Request A: List every line in the records that contains the word "black". Case counts.

Document text:
####################
The kernel has a similar reordering stage, best explained by Theo de Raadt: https://marc.info/?l=openbsd-tech&m=149887978201230&w=2

The full implementation is in the tree.

Isn't secure random number generation a problem immediately after boot? Curious what arc4random is using as an entropy source.

OpenBSD's bootloader seeds the kernel, mixing in other entropy sources. High quality random numbers are available very early compared to other operating systems.

See Theo's talk from Hackfest 2014, an updated talk originally given at EuroBSDcon 2014:


Page 19 and beyond explain this in detail: https://www.openbsd.org/papers/hackfest2014-arc4random/mgp00...

Does it actually do the randomisation at boot time? It's unclear from the article, but OpenBSD could be randomising the next kernel to boot after the current one has been loaded. This could be performed some time after the boot process, allowing more randomness, and minimising the boot-time workload/code complexity.

No. After boot time. As you said.

Many modern systems have hardware RNGs, but they may also be using stored seeds.

Yep, there's a stored seed (/etc/random.seed) that gets added to the mix at boot.

> Many

^[which?] ^[citation needed]

On desktops, Intel Ivy Bridge and newer and everything AMD since June 2015.

On mobile, most mobile SoCs include security stuff, Qualcomm seems to have had them since at least the Snapdragon 805. See here for the addition of the RNG to the linux kernel in 2013: https://lwn.net/Articles/570158/

Even common embedded SoCs like those used in the ESP8266 include hardware RNGs.

Really, there's no excuse for not using it as at least one factor. If you're concerned about possible backdoors, xor it with your own CSPRNG in software like the Linux kernel does.

TPM has one too.

Recent AMD and Intel systems with AES-NI provide a hardware RNG. Although as far as I was aware this is not used on OpenBSD for fear of hardware backdoors.

See https://en.wikipedia.org/wiki/RdRand and (same page) https://en.wikipedia.org/wiki/RdRand#Reception for info on concerns about backdrops.

> Having KARL on other OS platforms would greatly improve the security of both Windows and Linux users.

This is surely true, but at least on Windows the central security holes do not lie in Windows itself (these kinds of holes exist - but exploits are very expensive, which shows that they are typically rare and not easy to exploit), but in third-party applications.

For example the current 2017 version of the Petya ransomware was spreaded via a security hole in the software update mechanism in the Ukrainian tax preparation software M.E.Doc. Other well-known attack vectors that are commonly used to attack Windows PCs are Flash Player and the Java browser plugin.

Well, it's true that the initial vector is often third-party software. But once you're able to run arbitrary code in a user-mode process running in a limited security context, you still need to attack some high-privilege component to get full control of the machine. Usually this component is the kernel, so additional kernel mitigations do help protect you.

Also, at least for those of us on Windows 10 Professional and Enterprise, there is secure kernel.
####################
Given records:
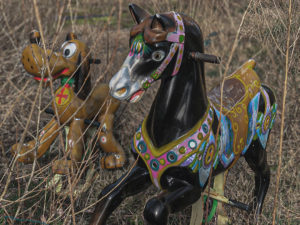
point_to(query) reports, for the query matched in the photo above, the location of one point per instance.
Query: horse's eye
####################
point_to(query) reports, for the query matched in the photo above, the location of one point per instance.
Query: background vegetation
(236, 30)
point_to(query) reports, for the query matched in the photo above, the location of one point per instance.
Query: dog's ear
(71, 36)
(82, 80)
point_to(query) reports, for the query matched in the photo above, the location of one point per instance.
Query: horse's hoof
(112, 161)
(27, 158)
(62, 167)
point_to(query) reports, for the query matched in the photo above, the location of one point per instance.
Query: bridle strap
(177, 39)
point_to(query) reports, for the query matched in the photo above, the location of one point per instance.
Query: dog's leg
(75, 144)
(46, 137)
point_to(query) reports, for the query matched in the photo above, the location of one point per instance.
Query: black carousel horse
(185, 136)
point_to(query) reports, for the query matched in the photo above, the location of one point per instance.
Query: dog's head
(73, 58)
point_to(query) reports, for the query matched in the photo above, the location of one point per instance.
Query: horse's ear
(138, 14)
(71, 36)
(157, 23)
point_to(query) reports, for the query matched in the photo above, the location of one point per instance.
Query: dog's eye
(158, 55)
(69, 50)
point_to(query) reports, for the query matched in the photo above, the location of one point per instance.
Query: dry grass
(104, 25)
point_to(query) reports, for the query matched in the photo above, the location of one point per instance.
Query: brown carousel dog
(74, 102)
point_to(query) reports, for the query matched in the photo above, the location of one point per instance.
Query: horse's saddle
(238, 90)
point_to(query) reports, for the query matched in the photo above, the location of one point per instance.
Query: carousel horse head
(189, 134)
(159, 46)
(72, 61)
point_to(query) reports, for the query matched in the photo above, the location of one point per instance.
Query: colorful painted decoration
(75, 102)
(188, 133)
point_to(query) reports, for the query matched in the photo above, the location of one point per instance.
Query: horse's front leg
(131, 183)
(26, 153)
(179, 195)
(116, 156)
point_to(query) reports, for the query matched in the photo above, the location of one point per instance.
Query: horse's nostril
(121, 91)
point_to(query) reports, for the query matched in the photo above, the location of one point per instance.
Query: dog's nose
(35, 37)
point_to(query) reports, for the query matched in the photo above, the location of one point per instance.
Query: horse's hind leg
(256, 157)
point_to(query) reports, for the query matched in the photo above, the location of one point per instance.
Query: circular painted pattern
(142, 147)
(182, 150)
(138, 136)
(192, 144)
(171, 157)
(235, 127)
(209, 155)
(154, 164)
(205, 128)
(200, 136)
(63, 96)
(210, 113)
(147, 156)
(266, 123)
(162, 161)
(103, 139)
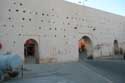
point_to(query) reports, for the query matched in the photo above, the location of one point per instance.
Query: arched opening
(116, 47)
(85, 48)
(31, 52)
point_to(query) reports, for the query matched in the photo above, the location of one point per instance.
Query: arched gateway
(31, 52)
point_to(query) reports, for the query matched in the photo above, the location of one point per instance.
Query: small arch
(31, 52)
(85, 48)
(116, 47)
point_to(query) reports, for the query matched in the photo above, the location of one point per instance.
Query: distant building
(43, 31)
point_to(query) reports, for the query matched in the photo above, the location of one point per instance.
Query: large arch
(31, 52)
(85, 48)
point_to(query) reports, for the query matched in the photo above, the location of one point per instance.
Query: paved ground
####################
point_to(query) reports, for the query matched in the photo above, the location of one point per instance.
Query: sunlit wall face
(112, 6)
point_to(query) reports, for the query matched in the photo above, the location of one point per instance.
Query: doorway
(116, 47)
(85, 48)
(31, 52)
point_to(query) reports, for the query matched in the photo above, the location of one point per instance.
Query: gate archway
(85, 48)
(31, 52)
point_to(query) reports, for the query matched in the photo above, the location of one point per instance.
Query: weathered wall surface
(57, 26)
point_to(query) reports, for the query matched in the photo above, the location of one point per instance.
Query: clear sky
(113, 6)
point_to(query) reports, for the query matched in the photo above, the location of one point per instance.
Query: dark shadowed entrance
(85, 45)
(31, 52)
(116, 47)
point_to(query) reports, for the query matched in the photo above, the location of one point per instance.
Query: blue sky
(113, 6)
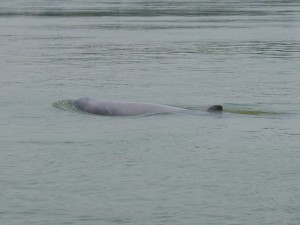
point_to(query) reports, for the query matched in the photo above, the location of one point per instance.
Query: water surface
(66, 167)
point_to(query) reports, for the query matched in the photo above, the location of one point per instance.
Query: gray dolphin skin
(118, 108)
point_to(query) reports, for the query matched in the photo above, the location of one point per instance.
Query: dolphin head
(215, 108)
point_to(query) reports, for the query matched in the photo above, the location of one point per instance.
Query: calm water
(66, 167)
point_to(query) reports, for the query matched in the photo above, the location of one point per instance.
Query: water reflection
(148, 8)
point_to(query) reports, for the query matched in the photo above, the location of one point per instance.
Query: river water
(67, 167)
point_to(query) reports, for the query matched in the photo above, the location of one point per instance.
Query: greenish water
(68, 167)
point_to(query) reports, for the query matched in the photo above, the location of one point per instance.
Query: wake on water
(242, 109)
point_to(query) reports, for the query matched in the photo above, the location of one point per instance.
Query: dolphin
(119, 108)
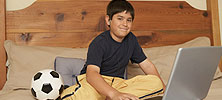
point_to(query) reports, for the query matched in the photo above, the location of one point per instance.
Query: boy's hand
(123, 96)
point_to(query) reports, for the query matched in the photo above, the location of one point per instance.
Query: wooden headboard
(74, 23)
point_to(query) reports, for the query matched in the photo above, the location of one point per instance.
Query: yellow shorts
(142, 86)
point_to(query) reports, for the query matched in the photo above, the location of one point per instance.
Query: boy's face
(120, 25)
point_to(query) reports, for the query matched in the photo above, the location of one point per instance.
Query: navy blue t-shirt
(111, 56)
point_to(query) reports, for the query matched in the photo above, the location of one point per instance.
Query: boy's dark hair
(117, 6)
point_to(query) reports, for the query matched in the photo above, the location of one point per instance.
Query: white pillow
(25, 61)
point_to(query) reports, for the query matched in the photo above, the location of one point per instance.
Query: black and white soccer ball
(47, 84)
####################
Request B: Shorten the paragraph of the forum thread above that begins "For example the current 2017 version", keeping its main facts.

Exercise result A:
Query: black carousel horse
Query: black and white soccer ball

Exercise result B: The 2017 version of the Petya ransomware spread through a security hole in the software update mechanism of M.E.Doc, a Ukrainian tax preparation program. Flash Player and the Java browser plugin are other well-known, commonly used ways to attack Windows PCs.